== About this task ==
In the records below, the line containing "You are given a photograph. For the beige" is the first to keep. Retype it and all later lines exactly, through the end.

== Data for review ==
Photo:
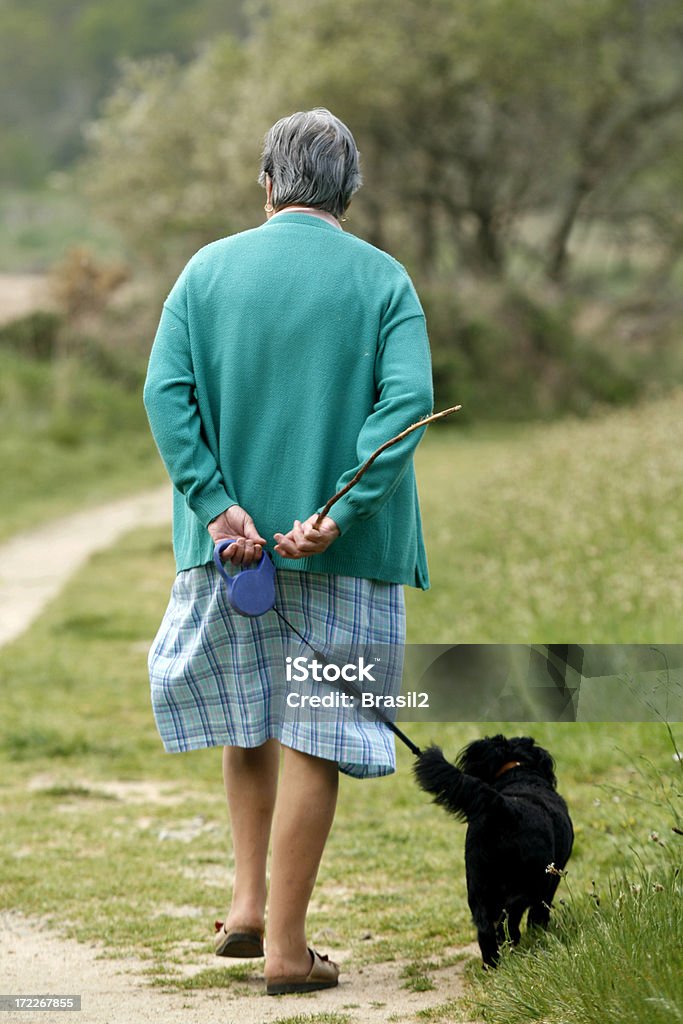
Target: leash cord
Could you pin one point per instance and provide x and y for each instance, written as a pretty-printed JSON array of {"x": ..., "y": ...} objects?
[{"x": 354, "y": 691}]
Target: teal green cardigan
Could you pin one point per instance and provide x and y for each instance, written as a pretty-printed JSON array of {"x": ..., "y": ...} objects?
[{"x": 285, "y": 355}]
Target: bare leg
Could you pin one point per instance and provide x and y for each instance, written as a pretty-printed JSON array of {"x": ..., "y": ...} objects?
[
  {"x": 251, "y": 784},
  {"x": 304, "y": 812}
]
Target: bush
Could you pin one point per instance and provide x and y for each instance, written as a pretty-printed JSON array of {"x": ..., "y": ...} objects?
[
  {"x": 507, "y": 356},
  {"x": 35, "y": 336}
]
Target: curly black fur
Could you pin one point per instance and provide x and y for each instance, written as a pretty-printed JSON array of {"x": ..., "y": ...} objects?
[{"x": 517, "y": 826}]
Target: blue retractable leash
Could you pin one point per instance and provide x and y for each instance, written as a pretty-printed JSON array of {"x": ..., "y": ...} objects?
[{"x": 252, "y": 593}]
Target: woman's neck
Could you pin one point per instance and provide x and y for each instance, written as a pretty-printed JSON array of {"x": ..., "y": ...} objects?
[{"x": 313, "y": 211}]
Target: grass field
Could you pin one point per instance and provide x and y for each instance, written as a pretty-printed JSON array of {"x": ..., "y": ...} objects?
[
  {"x": 555, "y": 532},
  {"x": 551, "y": 534},
  {"x": 93, "y": 803}
]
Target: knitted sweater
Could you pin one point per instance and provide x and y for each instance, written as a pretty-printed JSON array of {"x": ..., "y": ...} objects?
[{"x": 285, "y": 355}]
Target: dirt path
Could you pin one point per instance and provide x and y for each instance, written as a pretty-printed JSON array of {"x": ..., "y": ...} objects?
[
  {"x": 30, "y": 577},
  {"x": 35, "y": 960}
]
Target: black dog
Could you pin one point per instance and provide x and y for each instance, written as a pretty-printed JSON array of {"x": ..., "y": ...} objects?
[{"x": 518, "y": 826}]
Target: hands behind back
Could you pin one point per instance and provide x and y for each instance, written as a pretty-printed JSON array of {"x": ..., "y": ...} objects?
[
  {"x": 237, "y": 522},
  {"x": 304, "y": 540}
]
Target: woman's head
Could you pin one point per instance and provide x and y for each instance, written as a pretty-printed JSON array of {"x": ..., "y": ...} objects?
[{"x": 311, "y": 160}]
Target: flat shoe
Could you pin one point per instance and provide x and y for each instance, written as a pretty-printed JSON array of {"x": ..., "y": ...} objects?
[
  {"x": 324, "y": 974},
  {"x": 239, "y": 942}
]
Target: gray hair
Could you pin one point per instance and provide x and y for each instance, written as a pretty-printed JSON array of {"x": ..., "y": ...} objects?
[{"x": 312, "y": 160}]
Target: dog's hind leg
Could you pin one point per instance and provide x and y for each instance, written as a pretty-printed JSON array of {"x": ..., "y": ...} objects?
[
  {"x": 486, "y": 935},
  {"x": 539, "y": 912},
  {"x": 539, "y": 915},
  {"x": 512, "y": 919}
]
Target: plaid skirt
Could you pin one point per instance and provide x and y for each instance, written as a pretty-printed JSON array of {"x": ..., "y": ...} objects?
[{"x": 222, "y": 679}]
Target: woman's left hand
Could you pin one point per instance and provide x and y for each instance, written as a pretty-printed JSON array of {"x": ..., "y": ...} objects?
[{"x": 304, "y": 539}]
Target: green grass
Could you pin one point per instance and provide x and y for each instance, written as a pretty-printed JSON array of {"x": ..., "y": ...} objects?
[
  {"x": 554, "y": 532},
  {"x": 549, "y": 534},
  {"x": 620, "y": 956},
  {"x": 77, "y": 716}
]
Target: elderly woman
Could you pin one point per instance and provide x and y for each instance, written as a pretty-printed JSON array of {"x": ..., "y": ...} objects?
[{"x": 285, "y": 355}]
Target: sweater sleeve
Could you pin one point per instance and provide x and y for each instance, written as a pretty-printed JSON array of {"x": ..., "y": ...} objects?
[
  {"x": 171, "y": 406},
  {"x": 403, "y": 388}
]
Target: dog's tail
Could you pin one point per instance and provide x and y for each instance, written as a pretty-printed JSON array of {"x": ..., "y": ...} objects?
[{"x": 462, "y": 795}]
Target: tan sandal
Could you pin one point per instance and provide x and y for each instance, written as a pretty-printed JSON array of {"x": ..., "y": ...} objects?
[
  {"x": 324, "y": 974},
  {"x": 239, "y": 942}
]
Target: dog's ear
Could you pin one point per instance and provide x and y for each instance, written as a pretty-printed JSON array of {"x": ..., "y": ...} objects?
[{"x": 481, "y": 758}]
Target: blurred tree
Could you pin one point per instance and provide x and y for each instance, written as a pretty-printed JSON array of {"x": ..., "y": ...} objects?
[
  {"x": 167, "y": 168},
  {"x": 58, "y": 58}
]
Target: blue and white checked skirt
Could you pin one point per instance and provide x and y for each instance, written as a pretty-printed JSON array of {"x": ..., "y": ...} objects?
[{"x": 220, "y": 679}]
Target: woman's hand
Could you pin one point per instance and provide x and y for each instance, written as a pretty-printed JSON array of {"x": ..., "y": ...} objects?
[
  {"x": 236, "y": 522},
  {"x": 304, "y": 540}
]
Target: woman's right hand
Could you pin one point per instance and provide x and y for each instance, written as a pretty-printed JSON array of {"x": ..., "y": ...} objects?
[
  {"x": 237, "y": 522},
  {"x": 304, "y": 540}
]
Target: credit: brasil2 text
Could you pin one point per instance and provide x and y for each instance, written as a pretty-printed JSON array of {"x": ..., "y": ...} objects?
[{"x": 339, "y": 699}]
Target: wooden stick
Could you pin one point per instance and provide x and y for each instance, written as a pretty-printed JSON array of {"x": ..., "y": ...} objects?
[{"x": 371, "y": 460}]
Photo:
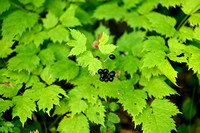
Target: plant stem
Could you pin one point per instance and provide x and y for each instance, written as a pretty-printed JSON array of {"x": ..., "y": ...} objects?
[{"x": 44, "y": 122}]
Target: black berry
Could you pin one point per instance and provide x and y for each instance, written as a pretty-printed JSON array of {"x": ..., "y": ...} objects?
[
  {"x": 112, "y": 56},
  {"x": 98, "y": 57},
  {"x": 106, "y": 79},
  {"x": 100, "y": 71},
  {"x": 112, "y": 73},
  {"x": 111, "y": 79},
  {"x": 102, "y": 79},
  {"x": 105, "y": 71}
]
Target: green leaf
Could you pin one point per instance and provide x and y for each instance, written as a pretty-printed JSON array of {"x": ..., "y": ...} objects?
[
  {"x": 109, "y": 11},
  {"x": 195, "y": 19},
  {"x": 112, "y": 117},
  {"x": 157, "y": 88},
  {"x": 113, "y": 106},
  {"x": 75, "y": 124},
  {"x": 60, "y": 51},
  {"x": 10, "y": 90},
  {"x": 5, "y": 105},
  {"x": 59, "y": 34},
  {"x": 96, "y": 113},
  {"x": 154, "y": 43},
  {"x": 166, "y": 68},
  {"x": 55, "y": 6},
  {"x": 147, "y": 6},
  {"x": 5, "y": 45},
  {"x": 49, "y": 96},
  {"x": 62, "y": 108},
  {"x": 125, "y": 44},
  {"x": 68, "y": 18},
  {"x": 170, "y": 3},
  {"x": 47, "y": 56},
  {"x": 106, "y": 49},
  {"x": 133, "y": 100},
  {"x": 26, "y": 62},
  {"x": 79, "y": 44},
  {"x": 23, "y": 108},
  {"x": 50, "y": 21},
  {"x": 87, "y": 59},
  {"x": 162, "y": 24},
  {"x": 189, "y": 109},
  {"x": 136, "y": 20},
  {"x": 153, "y": 59},
  {"x": 5, "y": 5},
  {"x": 47, "y": 76},
  {"x": 18, "y": 22},
  {"x": 64, "y": 69},
  {"x": 157, "y": 119},
  {"x": 190, "y": 6}
]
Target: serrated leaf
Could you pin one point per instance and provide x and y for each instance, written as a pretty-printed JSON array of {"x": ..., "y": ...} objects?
[
  {"x": 5, "y": 5},
  {"x": 157, "y": 88},
  {"x": 96, "y": 113},
  {"x": 133, "y": 100},
  {"x": 17, "y": 22},
  {"x": 47, "y": 76},
  {"x": 50, "y": 21},
  {"x": 109, "y": 11},
  {"x": 170, "y": 3},
  {"x": 5, "y": 105},
  {"x": 49, "y": 96},
  {"x": 125, "y": 44},
  {"x": 68, "y": 18},
  {"x": 5, "y": 45},
  {"x": 190, "y": 6},
  {"x": 136, "y": 20},
  {"x": 76, "y": 124},
  {"x": 130, "y": 64},
  {"x": 47, "y": 56},
  {"x": 195, "y": 19},
  {"x": 23, "y": 108},
  {"x": 64, "y": 69},
  {"x": 153, "y": 59},
  {"x": 59, "y": 34},
  {"x": 62, "y": 108},
  {"x": 162, "y": 24},
  {"x": 154, "y": 43},
  {"x": 11, "y": 90},
  {"x": 147, "y": 6},
  {"x": 60, "y": 51},
  {"x": 108, "y": 48},
  {"x": 166, "y": 68},
  {"x": 157, "y": 119},
  {"x": 79, "y": 44},
  {"x": 112, "y": 117},
  {"x": 21, "y": 62}
]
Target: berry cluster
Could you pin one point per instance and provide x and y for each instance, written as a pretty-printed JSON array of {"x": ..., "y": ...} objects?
[{"x": 104, "y": 74}]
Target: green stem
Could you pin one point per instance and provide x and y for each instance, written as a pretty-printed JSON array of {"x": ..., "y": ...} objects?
[
  {"x": 44, "y": 122},
  {"x": 55, "y": 121}
]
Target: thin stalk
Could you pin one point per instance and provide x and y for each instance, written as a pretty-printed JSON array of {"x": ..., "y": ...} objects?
[{"x": 44, "y": 122}]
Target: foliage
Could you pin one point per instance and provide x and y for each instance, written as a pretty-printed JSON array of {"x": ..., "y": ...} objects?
[{"x": 48, "y": 61}]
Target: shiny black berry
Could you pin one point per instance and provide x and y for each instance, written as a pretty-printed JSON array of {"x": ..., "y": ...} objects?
[
  {"x": 105, "y": 71},
  {"x": 112, "y": 73},
  {"x": 101, "y": 78},
  {"x": 111, "y": 79},
  {"x": 112, "y": 56},
  {"x": 100, "y": 71},
  {"x": 106, "y": 79}
]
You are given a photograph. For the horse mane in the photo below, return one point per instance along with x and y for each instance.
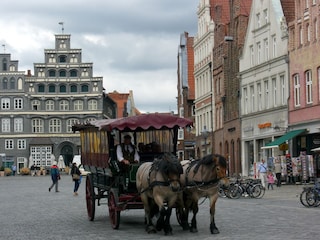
(208, 159)
(167, 163)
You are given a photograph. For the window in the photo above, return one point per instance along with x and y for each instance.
(35, 105)
(251, 56)
(92, 105)
(296, 84)
(12, 83)
(5, 103)
(266, 96)
(5, 125)
(274, 89)
(274, 46)
(62, 59)
(52, 88)
(37, 125)
(62, 73)
(300, 36)
(309, 86)
(5, 83)
(70, 123)
(283, 90)
(84, 88)
(259, 53)
(252, 98)
(245, 95)
(18, 124)
(73, 73)
(41, 88)
(64, 105)
(55, 125)
(259, 96)
(52, 73)
(50, 105)
(18, 103)
(258, 20)
(73, 88)
(308, 33)
(265, 16)
(63, 88)
(78, 105)
(266, 49)
(21, 144)
(9, 144)
(4, 64)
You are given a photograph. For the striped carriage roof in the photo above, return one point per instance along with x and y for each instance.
(140, 122)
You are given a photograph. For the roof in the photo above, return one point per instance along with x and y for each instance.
(140, 122)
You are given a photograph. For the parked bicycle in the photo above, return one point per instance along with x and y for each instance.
(310, 196)
(243, 187)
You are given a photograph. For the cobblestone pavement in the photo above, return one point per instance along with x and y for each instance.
(29, 211)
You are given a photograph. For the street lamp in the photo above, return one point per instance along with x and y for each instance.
(205, 134)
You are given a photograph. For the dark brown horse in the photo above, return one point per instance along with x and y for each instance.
(159, 184)
(201, 178)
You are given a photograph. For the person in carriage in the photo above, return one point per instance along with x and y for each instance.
(127, 154)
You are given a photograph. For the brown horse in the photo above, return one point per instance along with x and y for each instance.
(201, 178)
(158, 183)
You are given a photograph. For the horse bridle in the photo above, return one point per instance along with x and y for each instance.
(199, 183)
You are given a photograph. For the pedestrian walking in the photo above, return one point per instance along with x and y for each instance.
(76, 177)
(278, 170)
(55, 176)
(270, 179)
(262, 172)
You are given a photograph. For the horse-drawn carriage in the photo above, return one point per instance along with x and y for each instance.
(155, 134)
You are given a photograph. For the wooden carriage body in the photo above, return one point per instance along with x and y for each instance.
(153, 133)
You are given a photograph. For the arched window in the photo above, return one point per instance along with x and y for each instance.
(73, 88)
(63, 88)
(62, 73)
(12, 83)
(52, 73)
(84, 88)
(73, 73)
(62, 59)
(40, 88)
(52, 88)
(4, 64)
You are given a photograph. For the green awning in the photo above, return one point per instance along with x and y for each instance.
(284, 138)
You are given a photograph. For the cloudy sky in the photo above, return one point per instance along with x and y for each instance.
(133, 44)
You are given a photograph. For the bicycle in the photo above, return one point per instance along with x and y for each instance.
(310, 196)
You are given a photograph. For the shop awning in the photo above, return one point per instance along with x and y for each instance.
(316, 149)
(284, 138)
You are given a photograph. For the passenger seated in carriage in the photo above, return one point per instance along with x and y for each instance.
(127, 154)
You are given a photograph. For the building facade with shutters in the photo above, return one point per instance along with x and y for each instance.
(38, 111)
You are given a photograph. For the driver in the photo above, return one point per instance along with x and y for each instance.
(127, 152)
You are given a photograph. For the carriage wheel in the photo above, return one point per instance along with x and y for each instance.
(179, 216)
(114, 213)
(90, 197)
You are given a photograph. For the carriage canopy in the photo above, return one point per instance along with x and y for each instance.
(138, 123)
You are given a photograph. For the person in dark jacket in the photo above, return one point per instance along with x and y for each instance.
(76, 177)
(55, 176)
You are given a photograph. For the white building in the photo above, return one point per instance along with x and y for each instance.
(264, 82)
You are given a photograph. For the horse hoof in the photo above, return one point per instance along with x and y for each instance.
(214, 231)
(193, 230)
(151, 229)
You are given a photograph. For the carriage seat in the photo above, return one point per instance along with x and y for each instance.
(150, 156)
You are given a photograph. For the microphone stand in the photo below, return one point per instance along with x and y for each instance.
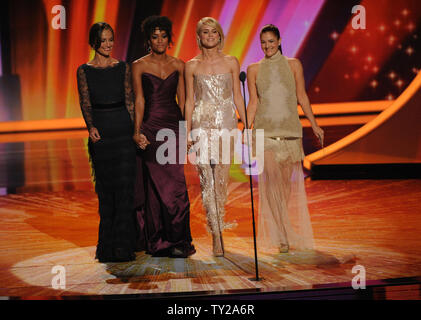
(212, 164)
(242, 79)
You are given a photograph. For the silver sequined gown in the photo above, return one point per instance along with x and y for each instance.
(214, 109)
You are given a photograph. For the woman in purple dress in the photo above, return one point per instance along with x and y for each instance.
(162, 201)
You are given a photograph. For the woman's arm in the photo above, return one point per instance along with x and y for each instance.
(303, 99)
(189, 104)
(238, 97)
(181, 88)
(253, 97)
(139, 105)
(128, 90)
(85, 104)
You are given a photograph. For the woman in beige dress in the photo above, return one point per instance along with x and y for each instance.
(212, 94)
(276, 84)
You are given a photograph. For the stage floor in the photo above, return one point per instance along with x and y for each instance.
(48, 217)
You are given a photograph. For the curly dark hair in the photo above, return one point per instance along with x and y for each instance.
(150, 24)
(95, 34)
(274, 29)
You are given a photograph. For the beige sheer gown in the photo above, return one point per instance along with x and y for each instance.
(283, 218)
(214, 109)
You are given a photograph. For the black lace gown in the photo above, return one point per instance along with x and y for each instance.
(106, 100)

== Answer section ==
You are given a photograph. For the beige sheer gown in the photo above, return one point per instance along with x and y for each instance.
(283, 218)
(214, 109)
You are given a photograph. For the black lace gown in the photo above, return one point per instance along with x and y for each instance.
(106, 100)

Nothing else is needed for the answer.